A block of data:

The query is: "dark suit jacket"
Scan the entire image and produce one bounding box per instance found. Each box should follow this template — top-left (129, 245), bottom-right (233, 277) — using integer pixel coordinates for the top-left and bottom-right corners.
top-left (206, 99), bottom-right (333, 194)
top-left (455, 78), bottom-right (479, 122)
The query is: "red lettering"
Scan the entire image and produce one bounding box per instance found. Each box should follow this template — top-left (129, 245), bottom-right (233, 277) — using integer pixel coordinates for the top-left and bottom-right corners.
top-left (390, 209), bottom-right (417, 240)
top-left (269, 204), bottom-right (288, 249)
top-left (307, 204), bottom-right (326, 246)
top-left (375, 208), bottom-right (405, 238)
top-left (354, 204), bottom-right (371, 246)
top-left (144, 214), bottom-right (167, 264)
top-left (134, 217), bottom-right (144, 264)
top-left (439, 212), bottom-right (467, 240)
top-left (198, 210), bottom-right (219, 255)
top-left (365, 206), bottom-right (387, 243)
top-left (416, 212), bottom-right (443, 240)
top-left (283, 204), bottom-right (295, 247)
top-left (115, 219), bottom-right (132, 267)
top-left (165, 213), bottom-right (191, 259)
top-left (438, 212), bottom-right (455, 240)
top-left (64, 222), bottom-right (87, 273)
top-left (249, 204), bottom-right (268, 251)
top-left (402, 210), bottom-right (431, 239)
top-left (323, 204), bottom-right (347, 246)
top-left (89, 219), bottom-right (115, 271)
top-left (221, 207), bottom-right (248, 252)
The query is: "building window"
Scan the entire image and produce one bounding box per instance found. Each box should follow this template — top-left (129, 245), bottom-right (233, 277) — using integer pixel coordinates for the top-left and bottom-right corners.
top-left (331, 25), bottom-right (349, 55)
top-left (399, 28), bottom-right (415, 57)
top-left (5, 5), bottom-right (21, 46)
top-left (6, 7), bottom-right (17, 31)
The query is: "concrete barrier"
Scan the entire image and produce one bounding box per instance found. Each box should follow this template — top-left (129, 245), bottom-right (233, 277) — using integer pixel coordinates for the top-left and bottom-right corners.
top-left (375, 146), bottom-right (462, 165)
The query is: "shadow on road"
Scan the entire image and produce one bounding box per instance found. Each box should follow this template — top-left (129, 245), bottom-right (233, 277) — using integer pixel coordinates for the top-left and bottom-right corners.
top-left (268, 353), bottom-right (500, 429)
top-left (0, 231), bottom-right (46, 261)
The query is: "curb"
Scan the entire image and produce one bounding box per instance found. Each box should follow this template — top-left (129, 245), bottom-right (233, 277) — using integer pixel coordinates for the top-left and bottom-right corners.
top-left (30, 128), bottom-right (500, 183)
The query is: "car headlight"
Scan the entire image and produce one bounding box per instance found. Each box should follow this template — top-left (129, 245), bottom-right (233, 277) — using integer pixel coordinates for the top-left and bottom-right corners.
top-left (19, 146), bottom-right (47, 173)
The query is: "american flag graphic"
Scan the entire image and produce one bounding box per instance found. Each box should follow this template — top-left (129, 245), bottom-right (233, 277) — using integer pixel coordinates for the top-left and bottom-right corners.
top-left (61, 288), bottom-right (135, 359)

= OBJECTIVE =
Reproduce all the entries above, swapping every "The query is" for "The search phrase is" and leaving everything else untouched.

= EXERCISE ANSWER =
The search phrase is: "dark suit jacket"
Scan the entire image and produce one bounding box per instance found. Each box should follow this template — top-left (129, 245), bottom-right (233, 277) — using integer pixel coordinates for the top-left and bottom-right corners.
top-left (206, 99), bottom-right (333, 194)
top-left (455, 78), bottom-right (479, 122)
The search phrase is: "red lettering"
Scan the entire image and produce one bounding box per instance found. Each box should follow this template — top-left (129, 245), bottom-right (233, 277) — using integer pixel coordinates for the top-left and bottom-right corners.
top-left (390, 209), bottom-right (417, 240)
top-left (269, 204), bottom-right (288, 249)
top-left (307, 204), bottom-right (326, 246)
top-left (375, 208), bottom-right (405, 238)
top-left (354, 204), bottom-right (371, 246)
top-left (144, 214), bottom-right (167, 264)
top-left (134, 217), bottom-right (144, 264)
top-left (439, 212), bottom-right (467, 240)
top-left (198, 210), bottom-right (219, 255)
top-left (365, 206), bottom-right (387, 243)
top-left (416, 212), bottom-right (443, 240)
top-left (283, 204), bottom-right (295, 247)
top-left (115, 219), bottom-right (132, 267)
top-left (165, 213), bottom-right (191, 259)
top-left (438, 212), bottom-right (455, 240)
top-left (64, 222), bottom-right (87, 273)
top-left (249, 204), bottom-right (268, 251)
top-left (402, 210), bottom-right (431, 239)
top-left (323, 204), bottom-right (347, 246)
top-left (89, 219), bottom-right (115, 271)
top-left (221, 207), bottom-right (248, 252)
The search phrase is: "building window"
Scan the entire image and produce one bounding box per instance found. Each box should follow this template — top-left (129, 245), bottom-right (233, 277) — using integer pixel coordinates for the top-left and bottom-right corners.
top-left (331, 25), bottom-right (349, 55)
top-left (399, 28), bottom-right (415, 57)
top-left (5, 5), bottom-right (21, 46)
top-left (6, 7), bottom-right (17, 31)
The search phrase is: "concrete barrier"
Scan the entire image and produce one bounding box per instance found. Each box should follow this template — top-left (129, 245), bottom-right (233, 277) — using integer pixel coordinates for the top-left and bottom-right corners.
top-left (375, 146), bottom-right (462, 165)
The search phrase is: "shadow on road"
Scan the entire image and produce one bounding box per instance found. Each box should follow this template — top-left (129, 245), bottom-right (233, 277) — using integer pixel coordinates for the top-left and bottom-right corners.
top-left (268, 353), bottom-right (500, 429)
top-left (0, 231), bottom-right (46, 261)
The search phrase is: "curb"
Scan the entire image and produce one bounding box per instance found. Each box should follow this template — top-left (129, 245), bottom-right (233, 277) — using integer pixel coordinates for the top-left and bottom-right corners.
top-left (30, 128), bottom-right (500, 183)
The search phrase is: "car headlight"
Scan the entire image and produce one bounding box per instance found. Each box should follow this template — top-left (129, 245), bottom-right (233, 277) — using integer pixel coordinates for the top-left and bottom-right corners.
top-left (19, 146), bottom-right (47, 173)
The search phrase is: "american flag graphic"
Scan the entire image and produce one bounding box per instance found. Each box should follow this template — top-left (129, 245), bottom-right (233, 277) — using integer pixel coordinates for the top-left and bottom-right corners.
top-left (61, 288), bottom-right (135, 359)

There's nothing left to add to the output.